> TO BE DONE: Rewrite the records below, replacing each occurrence of "overcast sky" with "cloudy sky" and leaving everything else unchanged, and leave the pictures out of your answer.

****************************************

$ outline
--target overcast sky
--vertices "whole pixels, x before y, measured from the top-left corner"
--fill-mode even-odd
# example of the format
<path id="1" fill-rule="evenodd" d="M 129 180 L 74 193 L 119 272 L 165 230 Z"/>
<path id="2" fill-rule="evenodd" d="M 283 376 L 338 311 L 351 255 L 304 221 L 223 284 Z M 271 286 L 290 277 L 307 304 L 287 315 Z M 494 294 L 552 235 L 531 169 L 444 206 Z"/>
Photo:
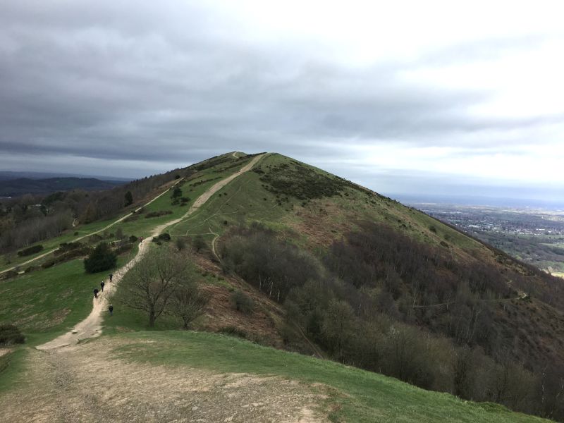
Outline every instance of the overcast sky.
<path id="1" fill-rule="evenodd" d="M 269 151 L 384 193 L 564 200 L 561 4 L 0 0 L 0 170 Z"/>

****************************************

> ANSWER:
$ outline
--target cloudy sky
--vertices "whole pixels, x before y, measured from the top-left corner"
--fill-mode even-odd
# example of the format
<path id="1" fill-rule="evenodd" d="M 129 180 L 74 193 L 119 272 L 165 230 Z"/>
<path id="2" fill-rule="evenodd" d="M 283 376 L 338 311 L 351 255 L 304 221 L 223 284 Z M 271 286 L 290 277 L 307 304 L 287 315 Z M 494 294 L 552 235 L 531 169 L 444 206 Z"/>
Photo:
Outline every instance of the cloudy sky.
<path id="1" fill-rule="evenodd" d="M 269 151 L 384 193 L 564 200 L 561 4 L 0 0 L 0 170 Z"/>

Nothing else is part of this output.